* [Problem to work on] Print out all of the records exactly; no picture belongs in the result.

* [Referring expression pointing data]
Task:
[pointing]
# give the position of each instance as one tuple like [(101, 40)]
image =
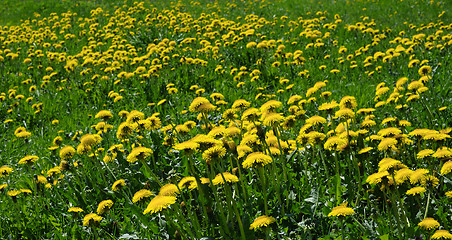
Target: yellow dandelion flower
[(75, 209), (251, 114), (389, 163), (104, 114), (402, 175), (429, 224), (141, 194), (91, 219), (189, 182), (415, 190), (240, 104), (28, 159), (425, 70), (117, 185), (328, 106), (158, 203), (316, 120), (213, 153), (169, 190), (5, 171), (341, 211), (139, 154), (335, 143), (387, 144), (429, 181), (256, 159), (345, 113), (228, 177), (441, 234), (104, 206), (377, 177), (262, 221)]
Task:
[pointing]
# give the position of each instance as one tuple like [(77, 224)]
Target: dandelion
[(335, 143), (429, 181), (429, 224), (424, 153), (159, 203), (256, 159), (91, 219), (425, 70), (139, 154), (30, 159), (104, 114), (251, 114), (5, 171), (188, 147), (169, 190), (189, 182), (141, 194), (262, 221), (228, 177), (387, 144), (377, 177), (104, 206), (441, 234), (415, 190), (341, 211), (240, 104), (316, 120), (75, 209), (117, 185), (402, 175), (213, 153)]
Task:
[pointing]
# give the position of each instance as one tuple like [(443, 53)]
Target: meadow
[(232, 119)]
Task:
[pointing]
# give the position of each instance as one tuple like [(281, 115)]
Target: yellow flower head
[(5, 171), (28, 159), (91, 218), (75, 209), (341, 210), (213, 153), (256, 159), (441, 234), (169, 190), (262, 221), (158, 203), (104, 114), (139, 154), (429, 224), (228, 177), (104, 206), (415, 190), (141, 194)]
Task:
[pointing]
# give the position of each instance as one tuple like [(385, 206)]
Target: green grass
[(301, 178)]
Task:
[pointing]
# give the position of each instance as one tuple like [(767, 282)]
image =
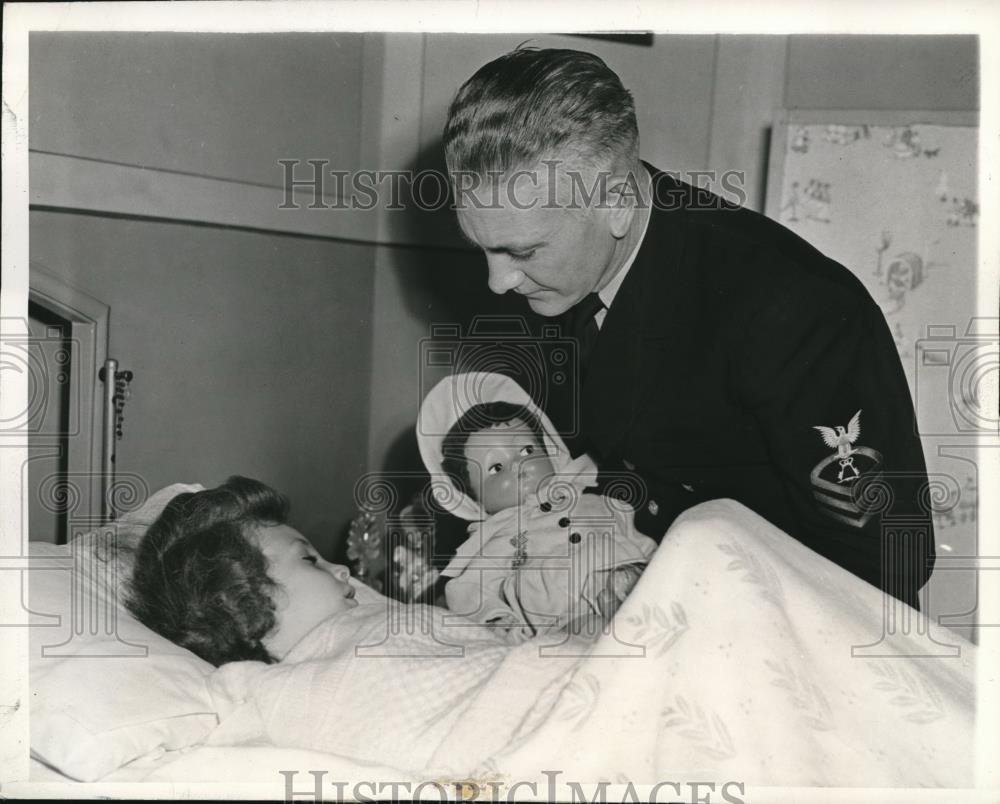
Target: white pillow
[(104, 688)]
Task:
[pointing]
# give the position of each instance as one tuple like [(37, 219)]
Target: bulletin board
[(893, 197)]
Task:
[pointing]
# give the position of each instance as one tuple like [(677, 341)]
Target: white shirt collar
[(609, 291)]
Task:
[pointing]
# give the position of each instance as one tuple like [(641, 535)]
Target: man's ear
[(622, 199)]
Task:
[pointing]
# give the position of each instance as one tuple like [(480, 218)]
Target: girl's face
[(310, 588), (506, 464)]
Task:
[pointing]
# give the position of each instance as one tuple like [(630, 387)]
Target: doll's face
[(507, 463)]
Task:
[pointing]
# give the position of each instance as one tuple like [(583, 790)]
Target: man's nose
[(503, 275)]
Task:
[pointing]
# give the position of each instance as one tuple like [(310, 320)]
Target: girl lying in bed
[(221, 574)]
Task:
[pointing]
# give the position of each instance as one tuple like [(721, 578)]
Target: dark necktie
[(585, 328)]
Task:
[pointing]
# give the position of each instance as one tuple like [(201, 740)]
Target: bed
[(740, 655)]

* [Written solution]
Task:
[pointing]
# give the position of each instance as one tuple like [(101, 40)]
image =
Target: yellow dandelion flower
[(75, 209), (251, 114), (389, 163), (104, 114), (402, 175), (429, 224), (141, 194), (91, 219), (189, 182), (415, 190), (240, 104), (28, 159), (425, 70), (117, 185), (328, 106), (158, 203), (316, 120), (213, 153), (169, 190), (5, 171), (341, 211), (139, 154), (335, 143), (387, 144), (429, 181), (256, 159), (345, 113), (228, 177), (441, 234), (104, 206), (377, 177), (262, 221)]
Task:
[pointing]
# give the position of each instance as one tuple like [(77, 224)]
Target: dandelion
[(335, 143), (429, 181), (429, 224), (424, 153), (159, 203), (256, 159), (91, 219), (425, 70), (139, 154), (30, 159), (104, 114), (251, 114), (5, 171), (188, 147), (169, 190), (189, 182), (141, 194), (262, 221), (228, 177), (387, 144), (377, 177), (104, 206), (441, 234), (415, 190), (341, 211), (240, 104), (316, 120), (75, 209), (117, 185), (402, 175), (213, 153)]
Task:
[pointing]
# give the position of each instance as one tuple like [(443, 53)]
Target: meadow
[(232, 119)]
Task:
[pointing]
# give the position of each instance as one tuple like [(281, 115)]
Target: yellow flower head
[(5, 171), (28, 159), (91, 218), (75, 209), (341, 210), (213, 153), (256, 159), (441, 234), (169, 190), (262, 221), (158, 203), (104, 114), (139, 154), (429, 224), (228, 177), (104, 206), (415, 190), (141, 194)]
Task:
[pointing]
# give the position of each instance as one tuple like [(385, 206)]
Target: green grass
[(301, 178)]
Task:
[pointing]
# give the position of each instance as one tuple like [(767, 282)]
image =
Target: white pillow
[(104, 688)]
Task:
[pointing]
# give the position of each instance as one tuple like [(37, 219)]
Target: bulletin board
[(893, 197)]
Task:
[pointing]
# give the position of each instance as one tuple like [(677, 341)]
Target: white shirt collar
[(609, 291)]
Task:
[pointing]
# give the position of each instance as one tuple like [(641, 535)]
Target: man's ear
[(622, 199)]
Task:
[pointing]
# give the position of each instance as one tuple like [(480, 218)]
Target: girl's face
[(310, 588), (506, 464)]
Task:
[pointing]
# give the position of each instance as one tuple like [(630, 387)]
Target: doll's face
[(507, 463)]
Task:
[pointing]
# give the position of each instance as one tuple like [(583, 790)]
Target: man's nose
[(503, 275)]
Task:
[pointing]
# give the position of each instance as one tuple like [(310, 320)]
Target: girl lying in bed
[(221, 574)]
Task:
[pointing]
# give the position of each instance as one tuple like [(721, 578)]
Target: dark necktie
[(585, 328)]
Task:
[pointing]
# give the position of each instance as one tuple like [(201, 740)]
Target: bed
[(740, 655)]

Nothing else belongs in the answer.